----- Text segment
Neuralgic causes of head and neck pain
Secondary neuralgias
An acoustic neuroma expanding in the cerebellopontine angle can cause pressure on the trigeminal and glossopharyngeal nerves. An elongated styloid process may give rise to symptoms of glossopharyngeal neuralgia by irritating the nerve as it passes the tonsil fossa (Fig. 2.67). Nasopharyngeal tumours can erode the skull base and cause invasion and compression of the trigeminal nerve.
Postherpetic neuralgia is a frequent complication of herpes zoster infection. The ophthalmic division of the trigeminal is commonly affected. Pain may continue for several months after the vesicular rash has subsided (Fig. 2.68).
Head and neck pain I
In the diagnosis of head and neck pain, a clinical history is more useful than investigations.
Tension headaches are the most common cause of head and neck pain. The physical signs elicitable are limited or nil.
Temporal arteritis may cause blindness. If the diagnosis is suspected, steroid treatment should be commenced on clinical grounds.
Primary neuralgias are not accompanied by neurological signs.
Secondary neuralgias may show evidence of nerve deficits, and require imaging – usually MRI or CT.
Head and neck pain II
Miscellaneous causes of head and neck pain
A variety of conditions can result in referred head and neck pain (Fig. 2.69). Dental pathology, such as carious teeth and unerupted third molars, are common causes. Abnormalities of the cervical spine and spasm of the cervical muscles may also produce pain in the neck radiating to the ear and occiput.
Abnormalities of the temporomandibular joint
Temporomandibular joint abnormalities are a prevalent cause of facial pain. Referred otalgia is a very common symptom in this condition (p. 13), but pain may be felt in the temple and cheek. The nerve endings in the joint are stimulated by stress due to malocclusion stretching the joint capsule. The discomfort may be noted with jaw movements, e.g. chewing. Edentulous patients are frequent sufferers. Palpation may elicit pain over the joint and crepitus may be felt and heard. Treatment consists of procedures to correct the bite and muscle relaxants to relieve associated muscular spasm.
Paranasal sinus disease
Acute sinus infection produces pain localized over the involved sinus(es) and is easily diagnosed owing to constitutional upset and the invariable presence of nasal symptoms. However, some cases of facial pain may be due to anatomical narrowing and localized disease in the middle meatus producing secondary sinus pathology in the maxillary, ethmoid and frontal sinuses (Fig. 2.70). Endoscopic surgical correction of the narrowed ostiomeatal complex will result in abolition of symptoms and restoration of normal mucosa (p. 51).
Atypical head and neck pain
Head and neck pain II
Acute and chronic sinusitis can result in head and neck pain.
Many causes of head and neck pain are idiopathic.
Referred causes of head and neck pain are very common.
Abnormalities of the temporomandibular joint and arthritis of the cervical spine are extremely common causes of head and neck pain.
Dental disease is a common aetiology of head and neck pain.
----------
----- Excerpted data
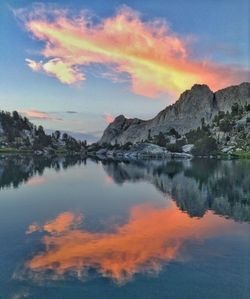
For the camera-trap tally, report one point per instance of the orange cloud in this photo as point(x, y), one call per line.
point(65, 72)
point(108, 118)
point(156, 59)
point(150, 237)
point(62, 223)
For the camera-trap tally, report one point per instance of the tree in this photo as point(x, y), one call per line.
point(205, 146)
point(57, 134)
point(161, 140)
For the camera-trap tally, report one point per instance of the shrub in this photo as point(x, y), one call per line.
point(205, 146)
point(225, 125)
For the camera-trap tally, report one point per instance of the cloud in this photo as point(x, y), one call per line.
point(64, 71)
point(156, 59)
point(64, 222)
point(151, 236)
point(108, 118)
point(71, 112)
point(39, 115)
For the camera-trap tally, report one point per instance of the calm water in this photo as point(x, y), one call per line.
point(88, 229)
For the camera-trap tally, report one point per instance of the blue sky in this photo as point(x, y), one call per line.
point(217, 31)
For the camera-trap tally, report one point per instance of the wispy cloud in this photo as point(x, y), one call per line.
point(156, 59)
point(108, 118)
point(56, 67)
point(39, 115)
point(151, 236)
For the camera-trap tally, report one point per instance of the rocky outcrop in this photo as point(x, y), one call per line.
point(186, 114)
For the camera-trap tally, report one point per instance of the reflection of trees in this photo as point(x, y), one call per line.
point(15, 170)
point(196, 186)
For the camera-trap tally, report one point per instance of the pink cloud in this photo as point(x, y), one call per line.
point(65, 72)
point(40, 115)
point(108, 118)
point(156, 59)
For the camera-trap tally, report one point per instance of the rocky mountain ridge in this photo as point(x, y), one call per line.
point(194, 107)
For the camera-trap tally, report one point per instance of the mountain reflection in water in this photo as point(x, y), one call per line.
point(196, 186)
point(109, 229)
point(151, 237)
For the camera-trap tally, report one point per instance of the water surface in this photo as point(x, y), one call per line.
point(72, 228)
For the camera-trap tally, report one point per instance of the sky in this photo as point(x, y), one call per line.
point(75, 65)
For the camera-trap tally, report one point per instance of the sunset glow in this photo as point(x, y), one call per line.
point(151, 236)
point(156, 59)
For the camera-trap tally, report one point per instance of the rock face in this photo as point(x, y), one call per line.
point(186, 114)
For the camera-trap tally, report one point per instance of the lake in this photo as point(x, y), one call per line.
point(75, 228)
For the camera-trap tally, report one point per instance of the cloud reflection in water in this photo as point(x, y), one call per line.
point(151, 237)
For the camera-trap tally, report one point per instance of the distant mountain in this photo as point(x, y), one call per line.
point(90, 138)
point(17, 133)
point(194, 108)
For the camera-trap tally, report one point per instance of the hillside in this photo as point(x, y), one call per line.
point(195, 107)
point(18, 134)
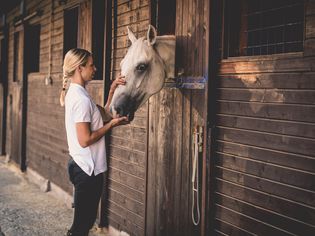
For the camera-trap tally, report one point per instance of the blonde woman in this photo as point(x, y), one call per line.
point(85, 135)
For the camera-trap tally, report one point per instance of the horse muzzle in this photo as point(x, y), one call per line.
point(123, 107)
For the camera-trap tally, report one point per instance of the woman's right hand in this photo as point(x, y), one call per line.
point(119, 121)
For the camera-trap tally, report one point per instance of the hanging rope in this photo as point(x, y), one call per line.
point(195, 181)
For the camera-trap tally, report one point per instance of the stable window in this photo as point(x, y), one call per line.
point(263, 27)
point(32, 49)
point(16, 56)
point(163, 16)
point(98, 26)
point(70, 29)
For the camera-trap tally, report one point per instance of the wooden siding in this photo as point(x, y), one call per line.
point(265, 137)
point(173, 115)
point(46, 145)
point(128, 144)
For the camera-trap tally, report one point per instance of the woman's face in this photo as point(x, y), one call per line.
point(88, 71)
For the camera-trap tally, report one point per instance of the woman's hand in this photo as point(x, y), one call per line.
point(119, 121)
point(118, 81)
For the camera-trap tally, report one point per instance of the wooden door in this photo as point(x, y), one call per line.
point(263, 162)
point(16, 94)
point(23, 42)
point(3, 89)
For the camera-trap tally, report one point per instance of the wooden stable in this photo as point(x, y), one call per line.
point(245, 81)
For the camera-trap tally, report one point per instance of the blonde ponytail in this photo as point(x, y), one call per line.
----------
Task directions: Duplicate the passage on head and neck pain word for word, covering everything from "Atypical head and" down to "aetiology of head and neck pain.". The records bear no relation to the text on head and neck pain.

Completed exercise:
Atypical head and neck pain
Head and neck pain II
Acute and chronic sinusitis can result in head and neck pain.
Many causes of head and neck pain are idiopathic.
Referred causes of head and neck pain are very common.
Abnormalities of the temporomandibular joint and arthritis of the cervical spine are extremely common causes of head and neck pain.
Dental disease is a common aetiology of head and neck pain.